On Wed, Apr 17, 2019, at 13:43, Iavor Diatchki wrote:
On the topic of delay: to me it feels that a lot of the time when we have a long delay, is when there isn't a clear consensus in the committee about what to do---I am not sure what we can do about it.
Good point. I've noticed that as well. We get to a point where everyone has made their position fairly clear, but there's no consensus. And then things linger.. I've tried a couple times to restart the discussion with a summary of the current positions and disagreements, but that doesn't really do much to resolve the disagreements themselves. I'm not really sure what to do in this case either. Perhaps a default response would make sense. Another option would be that when we reach an impasse, we reach out to the author and invite them to address the concerns directly.

Hi, Am Mittwoch, den 17.04.2019, 14:00 -0400 schrieb Eric Seidel:
Good point. I've noticed that as well. We get to a point where everyone has made their position fairly clear, but there's no consensus. And then things linger..
if there is really disagreement, then we vote. At least that the process. It is a fallback (and I think we never needed it), but there is a way forward. It would be up to the shepherd to determine that it is time to vote.
I'm not really sure what to do in this case either. Perhaps a default response would make sense. Another option would be that when we reach an impasse, we reach out to the author and invite them to address the concerns directly.

(Dataset rows)
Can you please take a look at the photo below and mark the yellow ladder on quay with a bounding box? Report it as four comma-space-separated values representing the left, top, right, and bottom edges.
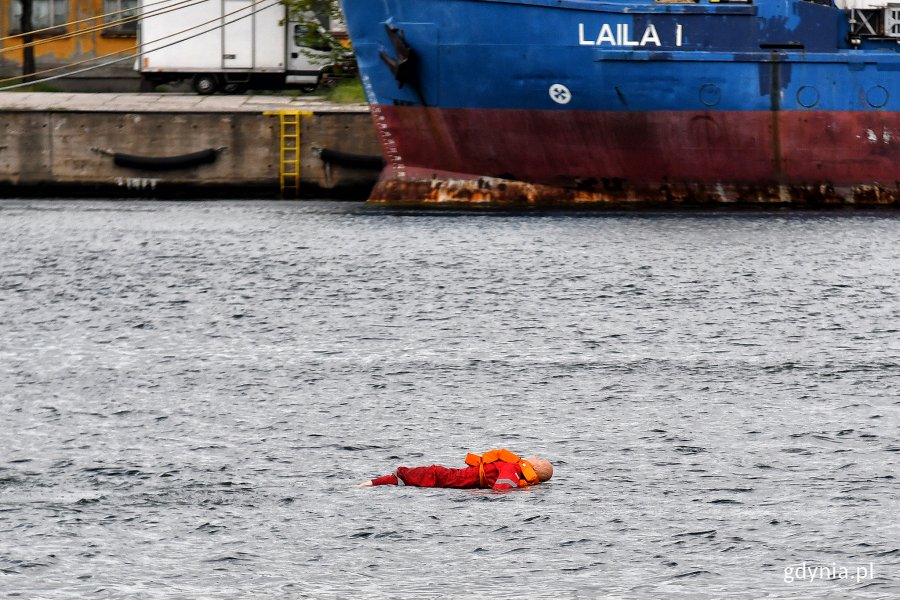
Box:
263, 110, 313, 195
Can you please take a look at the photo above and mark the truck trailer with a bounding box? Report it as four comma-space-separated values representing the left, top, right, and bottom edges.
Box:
135, 0, 333, 95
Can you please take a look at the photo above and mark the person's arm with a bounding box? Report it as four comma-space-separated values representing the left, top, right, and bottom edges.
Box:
491, 462, 522, 490
356, 474, 397, 487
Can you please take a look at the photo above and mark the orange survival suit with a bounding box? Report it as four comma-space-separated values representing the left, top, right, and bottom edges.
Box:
372, 448, 540, 490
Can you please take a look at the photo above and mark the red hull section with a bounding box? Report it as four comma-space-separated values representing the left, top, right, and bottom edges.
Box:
372, 106, 900, 205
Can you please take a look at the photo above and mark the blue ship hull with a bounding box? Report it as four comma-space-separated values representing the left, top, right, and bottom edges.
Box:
342, 0, 900, 205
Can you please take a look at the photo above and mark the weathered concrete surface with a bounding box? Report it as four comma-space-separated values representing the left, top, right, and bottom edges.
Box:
0, 92, 381, 198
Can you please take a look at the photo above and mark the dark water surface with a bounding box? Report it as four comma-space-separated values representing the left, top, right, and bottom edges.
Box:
0, 201, 900, 599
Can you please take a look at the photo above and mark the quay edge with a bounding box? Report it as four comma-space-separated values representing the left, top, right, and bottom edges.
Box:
0, 92, 381, 200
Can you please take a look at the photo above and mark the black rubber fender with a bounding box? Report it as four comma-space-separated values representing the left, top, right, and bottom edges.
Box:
113, 148, 218, 171
319, 148, 384, 170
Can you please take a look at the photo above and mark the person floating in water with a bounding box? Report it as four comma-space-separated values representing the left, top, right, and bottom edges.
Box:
359, 448, 553, 490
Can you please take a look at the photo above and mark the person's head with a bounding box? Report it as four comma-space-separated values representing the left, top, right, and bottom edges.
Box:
526, 456, 553, 483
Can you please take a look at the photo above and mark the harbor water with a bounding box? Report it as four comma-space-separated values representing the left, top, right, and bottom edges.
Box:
0, 200, 900, 599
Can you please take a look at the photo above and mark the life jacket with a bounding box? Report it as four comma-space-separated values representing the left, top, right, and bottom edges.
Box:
466, 448, 541, 488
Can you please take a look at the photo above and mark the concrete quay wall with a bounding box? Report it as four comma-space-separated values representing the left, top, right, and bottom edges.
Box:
0, 93, 381, 199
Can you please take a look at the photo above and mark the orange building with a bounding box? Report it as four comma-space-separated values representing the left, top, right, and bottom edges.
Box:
0, 0, 140, 91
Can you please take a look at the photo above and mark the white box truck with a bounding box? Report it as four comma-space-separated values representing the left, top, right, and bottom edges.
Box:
136, 0, 332, 94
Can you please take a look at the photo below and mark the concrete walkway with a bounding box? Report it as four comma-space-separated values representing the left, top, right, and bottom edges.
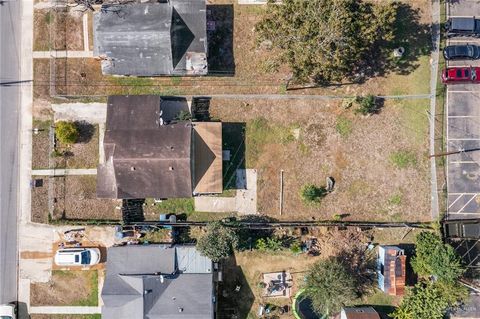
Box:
429, 0, 440, 220
52, 103, 107, 124
32, 168, 97, 176
82, 13, 90, 51
33, 51, 93, 59
29, 306, 102, 315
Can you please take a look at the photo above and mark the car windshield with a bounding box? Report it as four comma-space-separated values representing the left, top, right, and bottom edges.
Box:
465, 45, 475, 56
82, 250, 90, 265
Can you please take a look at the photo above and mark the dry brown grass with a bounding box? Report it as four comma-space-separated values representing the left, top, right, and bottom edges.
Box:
33, 8, 83, 51
31, 176, 50, 223
55, 125, 99, 168
31, 0, 430, 96
30, 270, 98, 306
52, 176, 121, 220
211, 99, 430, 221
32, 120, 52, 169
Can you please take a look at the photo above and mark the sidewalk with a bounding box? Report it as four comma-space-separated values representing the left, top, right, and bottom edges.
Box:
33, 51, 93, 59
32, 168, 97, 176
30, 306, 102, 315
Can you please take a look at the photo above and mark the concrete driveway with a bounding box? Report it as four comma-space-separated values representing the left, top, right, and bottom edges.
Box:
446, 0, 480, 219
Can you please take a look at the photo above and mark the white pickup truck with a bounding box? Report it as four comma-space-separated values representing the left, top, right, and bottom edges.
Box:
0, 304, 17, 319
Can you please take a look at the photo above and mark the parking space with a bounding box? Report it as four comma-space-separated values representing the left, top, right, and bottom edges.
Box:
446, 0, 480, 219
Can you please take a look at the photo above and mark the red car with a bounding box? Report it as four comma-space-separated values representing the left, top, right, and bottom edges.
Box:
442, 66, 480, 84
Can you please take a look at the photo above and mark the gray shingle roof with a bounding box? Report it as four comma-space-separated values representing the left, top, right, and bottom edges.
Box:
94, 0, 207, 76
102, 245, 213, 319
97, 95, 193, 198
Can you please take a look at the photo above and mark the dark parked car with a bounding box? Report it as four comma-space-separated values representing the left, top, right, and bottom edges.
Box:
442, 66, 480, 84
443, 219, 480, 239
445, 17, 480, 38
443, 44, 480, 60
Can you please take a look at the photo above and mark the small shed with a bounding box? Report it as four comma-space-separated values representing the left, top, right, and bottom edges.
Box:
377, 246, 407, 296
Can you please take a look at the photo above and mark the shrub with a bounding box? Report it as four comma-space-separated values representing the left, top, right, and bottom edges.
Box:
55, 121, 80, 144
335, 116, 352, 138
411, 231, 465, 282
390, 150, 417, 168
305, 258, 357, 314
355, 95, 378, 115
300, 184, 327, 203
197, 222, 238, 262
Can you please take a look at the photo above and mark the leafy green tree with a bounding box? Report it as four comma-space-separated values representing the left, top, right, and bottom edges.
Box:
392, 283, 449, 319
355, 95, 378, 115
411, 231, 465, 282
197, 222, 238, 262
55, 121, 80, 144
300, 184, 327, 203
256, 0, 398, 84
305, 258, 357, 314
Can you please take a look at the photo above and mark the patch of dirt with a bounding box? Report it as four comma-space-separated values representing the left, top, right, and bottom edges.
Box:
210, 99, 430, 221
33, 59, 50, 101
33, 8, 83, 51
30, 270, 98, 306
32, 120, 52, 169
31, 176, 50, 223
52, 175, 121, 220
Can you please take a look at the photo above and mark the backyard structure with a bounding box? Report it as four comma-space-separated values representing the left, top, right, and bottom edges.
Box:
263, 271, 292, 298
340, 307, 380, 319
94, 0, 208, 76
377, 246, 407, 296
97, 95, 223, 199
102, 245, 215, 319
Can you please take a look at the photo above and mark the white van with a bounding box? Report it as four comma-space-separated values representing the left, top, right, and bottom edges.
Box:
53, 248, 100, 268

- [PROBLEMS TO WORK ON]:
(1) Set down the passage of the committee thread starting at "On Wed, Apr" and ending at "do about it.", word for word.
(2) Using the committee thread, answer the following:
(a) According to Iavor Diatchki, when do long delays tend to happen?
(b) What has Eric Seidel tried using a couple of times to restart the discussion?
(c) Whose role is it to determine that it is time to vote?

- [RESPONSES FOR EACH TASK]:
(1)
On Wed, Apr 17, 2019, at 13:43, Iavor Diatchki wrote:
On the topic of delay: to me it feels that a lot of the time when we have a long delay, is when there isn't a clear consensus in the committee about what to do---I am not sure what we can do about it.

(2)
(a) When there isn't a clear consensus in the committee about what to do.
(b) A summary of the current positions and disagreements.
(c) The shepherd's.